In the following article, I focus on contemporary artistic and research practices which challenge archives in colonial countries and zones of conflict. It continues my research on colonial archives in Israel or Israeli archives with colonial features, their characters and histories and concentrates on contemporary works by Israeli and Palestinian artists and researchers which re-read these colonial archives. I will demonstrate that the use of these colonial archives enables us to work against their original objectives, "against their grains" as defined by Ann Stoler (2002, p. 99), transforming them into sites of resistance.
Zionist colonialism in the land of Israel/Palestine began in the late nineteenth century and developed in various stages. In 1948 the Nakba launched the ethnic cleansing of the Palestinian population, the prevention of their return to their lands and homes, the occupation and Judaisation of Palestinian villages, towns and neighbourhoods. Subsequently, the Military Government (which was finally terminated in 1966) controlled the Palestinians who remained in Israel and exploited them economically. This continued during the War of 1967, with the occupation of the West Bank and Gaza Strip, which became increasingly violent, oppressive and exploitative as the years went by,1 and which involved the violation of human rights and dispossession of Palestinian lands for the benefit of Jewish settlements. Israel continues to systematically expand its direct control over the entire land, resources and population between the Mediterranean and the River Jordan while deliberately excluding the Palestinians by using a complex apparatus of oppressive mechanisms.
While one major aspect of the Zionist-Israeli colonial mechanism is physical, another involves the judicious and deliberate construction of a Zionist imagery system. From the earliest days of the Zionist movement, the colonisation of Palestine was described – often with the use of visual aids – in ethical, softened and euphemistic terms aligned with and constitutive of an official narrative. Discriminatory, immoral and oppressive mechanisms have been whitewashed ever since. Thus, for example, the propaganda departments of pre-Statehood institutions have instilled the narrative of "making the desert bloom", a desert supposedly empty of indigenous inhabitants, as well as the biblical ideology designed to establish the Jewish people's "historical right" to the land (Sela 2000). A prime example is the opening scene of Helmar Lerski's film Work (1935), in which the Zionist pioneer marches in a desolate and uninhabited landscape. Later on, the film describes his efforts to develop and inhabit the land, while biblical verses provide moral ground for colonisation. Erasing the pre-1948 Palestinian existence from the coloniser's mind or presenting it in a backward, "biblical" light, have laid the groundwork for the physical erasure and ethnical cleansing of the Palestinians in 1948 and thereafter.
Propaganda departments of pre-Statehood institutions gave birth to archives such as the Jewish National Fund and Keren Hayesod (United Israel Appeal), which now serve as evidence of the development of colonialism both in terms of their content and in terms of their structure (ibid). The Israeli authorities developed a sophisticated mechanism, aided by the War of 1967, that continued to structure the supposedly moral aspects of the occupation and the "historical right". Many civilian sectors – like the press, the crafts and cultural spheres – collaborated with this institutional mechanism which not only legitimised the occupation, but also sought to justify the settlement project which entered into high gear following the Arab-Israeli War of 1973 (Sela 2007).

ENTRIES SUPPLIED>
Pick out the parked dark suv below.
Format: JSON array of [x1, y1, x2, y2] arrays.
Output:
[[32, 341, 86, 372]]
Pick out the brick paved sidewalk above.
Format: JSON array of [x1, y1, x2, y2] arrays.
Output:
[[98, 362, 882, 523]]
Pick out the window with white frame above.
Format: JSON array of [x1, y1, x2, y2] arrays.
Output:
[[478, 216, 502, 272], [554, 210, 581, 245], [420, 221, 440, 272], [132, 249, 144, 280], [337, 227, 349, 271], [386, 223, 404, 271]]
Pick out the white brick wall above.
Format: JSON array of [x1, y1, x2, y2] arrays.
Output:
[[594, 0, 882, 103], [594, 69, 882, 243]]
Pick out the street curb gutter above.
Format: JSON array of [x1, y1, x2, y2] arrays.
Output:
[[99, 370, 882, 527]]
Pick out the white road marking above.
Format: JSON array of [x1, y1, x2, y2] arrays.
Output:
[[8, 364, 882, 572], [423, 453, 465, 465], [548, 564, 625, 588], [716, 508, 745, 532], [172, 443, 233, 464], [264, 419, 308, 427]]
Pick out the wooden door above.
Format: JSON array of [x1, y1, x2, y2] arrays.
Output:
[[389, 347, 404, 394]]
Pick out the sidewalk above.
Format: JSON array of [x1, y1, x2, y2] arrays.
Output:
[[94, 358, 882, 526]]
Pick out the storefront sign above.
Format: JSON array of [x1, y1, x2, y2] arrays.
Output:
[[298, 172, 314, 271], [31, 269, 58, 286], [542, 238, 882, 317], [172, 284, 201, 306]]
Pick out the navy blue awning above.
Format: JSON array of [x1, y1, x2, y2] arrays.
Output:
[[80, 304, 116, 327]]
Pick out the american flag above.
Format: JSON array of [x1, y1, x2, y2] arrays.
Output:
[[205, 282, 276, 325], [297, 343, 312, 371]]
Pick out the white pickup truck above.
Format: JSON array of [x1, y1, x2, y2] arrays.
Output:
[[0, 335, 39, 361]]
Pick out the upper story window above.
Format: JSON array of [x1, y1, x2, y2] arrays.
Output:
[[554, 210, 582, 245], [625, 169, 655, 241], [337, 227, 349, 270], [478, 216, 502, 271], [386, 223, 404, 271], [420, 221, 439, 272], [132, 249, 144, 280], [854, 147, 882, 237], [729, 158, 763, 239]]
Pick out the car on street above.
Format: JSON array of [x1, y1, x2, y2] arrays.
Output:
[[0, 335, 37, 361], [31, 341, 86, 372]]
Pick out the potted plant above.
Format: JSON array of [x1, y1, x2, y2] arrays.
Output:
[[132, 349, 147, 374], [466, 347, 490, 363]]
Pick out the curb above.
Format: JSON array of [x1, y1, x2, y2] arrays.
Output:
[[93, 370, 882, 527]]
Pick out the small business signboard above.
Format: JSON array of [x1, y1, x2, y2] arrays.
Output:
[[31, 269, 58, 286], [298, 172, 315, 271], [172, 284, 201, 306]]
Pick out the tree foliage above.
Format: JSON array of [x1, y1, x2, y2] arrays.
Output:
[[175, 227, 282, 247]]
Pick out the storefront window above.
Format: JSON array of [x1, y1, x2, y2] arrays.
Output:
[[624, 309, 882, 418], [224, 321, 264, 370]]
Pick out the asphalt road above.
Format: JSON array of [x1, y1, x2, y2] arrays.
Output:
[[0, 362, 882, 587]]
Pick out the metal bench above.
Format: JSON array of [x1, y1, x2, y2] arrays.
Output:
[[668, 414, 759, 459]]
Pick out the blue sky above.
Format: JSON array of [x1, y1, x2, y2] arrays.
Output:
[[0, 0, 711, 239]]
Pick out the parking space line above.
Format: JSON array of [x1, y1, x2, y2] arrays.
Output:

REQUESTS>
• 1. In the article on colonial archives, which film by Helmar Lerski is given as a prime example?
• 2. Write out everything in the article on colonial archives from "In the following" down to "sites of resistance.".
• 3. Continue the article on colonial archives from the point where it stops.

RESPONSES>
• 1. Work (1935)

• 2.
In the following article, I focus on contemporary artistic and research practices which challenge archives in colonial countries and zones of conflict. It continues my research on colonial archives in Israel or Israeli archives with colonial features, their characters and histories and concentrates on contemporary works by Israeli and Palestinian artists and researchers which re-read these colonial archives. I will demonstrate that the use of these colonial archives enables us to work against their original objectives, "against their grains" as defined by Ann Stoler (2002, p. 99), transforming them into sites of resistance.

• 3.
Importantly, all the national archives in Israel – among them Israel State Archives, Central Zionist Archives, Jewish National Fund archive, Keren Hayesod archive and the various military archives– are but one component of a complex set of physical and discursive colonial mechanisms operating in such diverse areas as education, media, law, planning, and finance (Sela 2015).2 The effect of these mechanisms – which take part in human rights abuses, or in presenting them in a brighter or more positive light – on Palestinian and Israeli lives is destructive. Therefore, researching, exposing and criticising these mechanisms, as well as writing alternative narratives, are among the key duties of decolonial research and activism (Sela 2013).
In what follows, I focus on a limited number of examples of contemporary artistic and research activities that have a potential to write a history that subverts colonial-biased representations by using colonial archives in two ways. The first, to expose the colonial mechanism of the Israeli national archives, the second, their alternative readings. Thus the tendentious methods of colonial representation are revealed, their initial essence cracked and unofficial layers of knowledge are released. Such actions, I believe, undermine the archives' original purposes and contents and seek to unearth and decode repressed/ hidden contents (Sekula 2003; Sela 2013).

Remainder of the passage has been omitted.